> [What is needed]: Quote the lines below exactly, from the one that holds "Mark a point on every instance of the white laptop, with" through the final line of the records, and only those.

> [Task inputs]:
________________
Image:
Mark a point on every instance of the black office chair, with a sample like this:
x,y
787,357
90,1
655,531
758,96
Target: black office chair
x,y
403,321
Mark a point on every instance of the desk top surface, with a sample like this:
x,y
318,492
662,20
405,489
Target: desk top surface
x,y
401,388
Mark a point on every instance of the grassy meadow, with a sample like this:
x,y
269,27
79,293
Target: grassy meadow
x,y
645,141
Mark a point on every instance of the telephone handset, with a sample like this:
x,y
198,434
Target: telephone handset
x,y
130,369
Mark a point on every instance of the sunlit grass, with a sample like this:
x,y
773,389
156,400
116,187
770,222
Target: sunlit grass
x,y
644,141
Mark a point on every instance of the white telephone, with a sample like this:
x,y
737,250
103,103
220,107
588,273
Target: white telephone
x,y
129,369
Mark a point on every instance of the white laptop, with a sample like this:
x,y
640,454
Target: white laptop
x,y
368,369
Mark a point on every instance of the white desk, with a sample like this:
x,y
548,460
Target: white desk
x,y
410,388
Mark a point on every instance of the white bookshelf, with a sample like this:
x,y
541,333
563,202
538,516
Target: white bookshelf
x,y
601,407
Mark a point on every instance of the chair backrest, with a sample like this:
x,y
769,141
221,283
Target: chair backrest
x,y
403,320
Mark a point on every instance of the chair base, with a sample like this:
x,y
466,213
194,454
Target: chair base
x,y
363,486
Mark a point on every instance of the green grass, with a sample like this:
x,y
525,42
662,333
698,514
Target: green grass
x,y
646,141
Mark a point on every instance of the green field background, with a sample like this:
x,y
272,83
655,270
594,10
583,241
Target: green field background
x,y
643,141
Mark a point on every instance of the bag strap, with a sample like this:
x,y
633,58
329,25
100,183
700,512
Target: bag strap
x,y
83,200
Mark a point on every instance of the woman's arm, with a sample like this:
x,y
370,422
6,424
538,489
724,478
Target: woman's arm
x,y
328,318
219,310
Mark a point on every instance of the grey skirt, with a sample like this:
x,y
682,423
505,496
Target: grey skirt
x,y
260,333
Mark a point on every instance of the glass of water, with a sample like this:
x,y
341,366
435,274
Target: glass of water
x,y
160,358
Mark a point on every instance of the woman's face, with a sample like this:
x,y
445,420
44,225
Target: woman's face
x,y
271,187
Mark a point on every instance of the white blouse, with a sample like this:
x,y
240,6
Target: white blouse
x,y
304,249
________________
> [Reply]:
Mark a point on every instance of the white laptop, with a sample like this:
x,y
640,454
Target: white laptop
x,y
368,369
Mark a point on every instance of the white desk, with a sample like this:
x,y
548,460
Target: white desk
x,y
410,388
Mark a point on every instance of the white bookshelf, with a sample like this:
x,y
541,333
563,202
538,516
Target: white bookshelf
x,y
601,407
Mark a point on every instance of the chair backrest, with a sample like this:
x,y
769,141
221,283
Target: chair backrest
x,y
403,320
Mark a point on every instance of the chair base, with a sample like this:
x,y
466,213
194,454
Target: chair base
x,y
363,486
Mark a point on every instance of the green grass, with a sample like this:
x,y
525,42
662,333
698,514
Target: green grass
x,y
646,141
Mark a point on every instance of the green field background, with a sample like this:
x,y
272,83
655,270
594,10
583,241
Target: green field background
x,y
643,141
Mark a point on every instance of the bag strap, with a sample like this:
x,y
633,58
329,25
100,183
700,512
Target: bag strap
x,y
83,200
Mark a point on every instance of the woman's arm, with a sample like this:
x,y
370,422
6,424
538,489
724,478
Target: woman's arm
x,y
328,318
219,310
Mark a point on every instance of the grey skirt, with a sample like this:
x,y
682,423
505,496
Target: grey skirt
x,y
260,333
Mark a point on every instance of the glass of water, with a sample like this:
x,y
341,366
435,274
Target: glass of water
x,y
160,358
Mark a point on every instance of the woman's face, with a sample like this:
x,y
445,420
44,225
Target: woman's face
x,y
271,187
Mark a point on every instance of the white blouse, with a sample like this:
x,y
240,6
Target: white blouse
x,y
304,249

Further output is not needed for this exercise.